• **Reading text**:
30 August 2007

Feeling nostalgic

I was looking at one of my brother's photo album and found a picture of the old Tan house in Baler. We'd always referred to it as "tindahan" (store) because it used to have a store at the ground floor, first ran by my grandparents, then by Ka Enga (who I think is my grandfather's nephew).

What do I remember about that house? Let's see, let me jot down 25 of them (this is not in any particular order):

1) the wide wooden staircase with the nice balustrades, where I remember running up and down with my brothers and my friends
2) the wall clock (with a silver face and black casing) with a scary (or what I thought then was scary) sound.
3) the old white bookcase with the Charles Atlas body building brochures, and some other books from I think even earlier than WWII, among other things
4) the beautiful floor, made with wide, long planks of narra; no need to polish it, just run the "bunot" or a cloth and it shone
5) there were two water tanks, one was a round, closed tank (part of which is still existing and used today), and the other a concrete rectagular box (my friend Me-Ann and I used to pretend it was our swimming pool
6) two gas pumps at the back of the house
7) the huge generator; i think my grandfather (fondly called Tatay) was among the first to have a generator in Baler, so we had electricity at night, long before electricity became available to everyone there
8) the pugon
9) the capiz windows
10) the big storage space in the second floor, where my friends and I used to hide when we played hide and seek. it was a scary place when i was a kid
11) the bats that hid between the roof and the ceiling and which came flying out at dusk
12) the wooden salt box (i don't know what else to call it) which is in one corner of the store, which we sat on and jumped down from when someone was buying salt so Ka Enga, or whoever was in the store, could get the salt
13) the dark warehouse which we had to pass to get from the store to the back part of the house
14) the big dining table (there were 10 kids in my father's family)

Coordinate annotation entries

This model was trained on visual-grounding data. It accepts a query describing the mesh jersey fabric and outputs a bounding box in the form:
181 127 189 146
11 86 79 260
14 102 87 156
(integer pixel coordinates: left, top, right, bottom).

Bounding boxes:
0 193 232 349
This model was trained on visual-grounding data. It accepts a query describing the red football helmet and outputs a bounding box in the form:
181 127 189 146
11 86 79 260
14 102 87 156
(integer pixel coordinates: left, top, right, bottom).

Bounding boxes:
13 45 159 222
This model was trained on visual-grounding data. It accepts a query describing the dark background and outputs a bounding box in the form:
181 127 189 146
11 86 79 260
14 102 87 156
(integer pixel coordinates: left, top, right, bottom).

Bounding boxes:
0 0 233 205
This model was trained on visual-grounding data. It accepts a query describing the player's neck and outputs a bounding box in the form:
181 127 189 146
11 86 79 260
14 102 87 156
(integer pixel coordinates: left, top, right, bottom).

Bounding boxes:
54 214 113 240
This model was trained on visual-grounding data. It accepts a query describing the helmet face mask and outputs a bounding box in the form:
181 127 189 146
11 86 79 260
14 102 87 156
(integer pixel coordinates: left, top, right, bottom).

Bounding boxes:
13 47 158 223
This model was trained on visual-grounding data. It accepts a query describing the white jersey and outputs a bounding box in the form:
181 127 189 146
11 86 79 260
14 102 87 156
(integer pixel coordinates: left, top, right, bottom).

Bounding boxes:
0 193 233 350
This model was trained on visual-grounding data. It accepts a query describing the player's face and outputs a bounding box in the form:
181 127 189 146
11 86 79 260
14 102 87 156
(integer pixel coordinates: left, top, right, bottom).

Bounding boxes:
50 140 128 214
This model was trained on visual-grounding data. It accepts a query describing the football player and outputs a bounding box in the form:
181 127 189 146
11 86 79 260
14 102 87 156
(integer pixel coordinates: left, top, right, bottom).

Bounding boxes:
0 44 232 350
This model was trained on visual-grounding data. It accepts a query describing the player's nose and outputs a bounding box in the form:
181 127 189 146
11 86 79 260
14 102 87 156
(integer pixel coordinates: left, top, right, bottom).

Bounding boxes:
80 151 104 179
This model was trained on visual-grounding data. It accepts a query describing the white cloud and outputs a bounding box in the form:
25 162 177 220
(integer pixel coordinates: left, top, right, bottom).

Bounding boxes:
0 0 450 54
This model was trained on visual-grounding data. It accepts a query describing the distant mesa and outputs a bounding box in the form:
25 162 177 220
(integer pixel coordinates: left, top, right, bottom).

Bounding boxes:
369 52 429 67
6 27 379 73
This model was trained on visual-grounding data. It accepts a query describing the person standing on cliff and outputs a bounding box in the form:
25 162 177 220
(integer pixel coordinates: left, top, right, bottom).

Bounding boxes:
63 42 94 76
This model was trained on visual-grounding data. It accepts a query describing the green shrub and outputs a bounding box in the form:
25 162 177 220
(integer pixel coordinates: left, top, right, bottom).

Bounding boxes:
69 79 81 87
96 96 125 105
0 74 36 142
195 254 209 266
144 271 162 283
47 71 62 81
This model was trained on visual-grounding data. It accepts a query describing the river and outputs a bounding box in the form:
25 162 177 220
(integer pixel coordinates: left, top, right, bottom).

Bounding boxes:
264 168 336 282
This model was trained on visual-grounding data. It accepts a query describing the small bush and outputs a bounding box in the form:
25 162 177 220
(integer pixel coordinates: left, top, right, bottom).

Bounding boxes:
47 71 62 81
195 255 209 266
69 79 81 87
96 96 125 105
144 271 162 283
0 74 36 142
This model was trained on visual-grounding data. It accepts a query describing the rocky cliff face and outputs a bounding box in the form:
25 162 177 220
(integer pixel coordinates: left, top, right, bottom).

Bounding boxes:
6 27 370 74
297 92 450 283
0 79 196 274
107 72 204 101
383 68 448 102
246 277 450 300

• **Written task 1**: Extract the passage from the post about the old Tan house, starting at "30 August 2007" and ending at "my grandfather's nephew).".
• **Written task 2**: In the post about the old Tan house, who ran the ground-floor store after the grandparents?
Please rely only on the post about the old Tan house.

• **Right answer 1**:
30 August 2007

Feeling nostalgic

I was looking at one of my brother's photo album and found a picture of the old Tan house in Baler. We'd always referred to it as "tindahan" (store) because it used to have a store at the ground floor, first ran by my grandparents, then by Ka Enga (who I think is my grandfather's nephew).

• **Right answer 2**: Ka Enga ran it.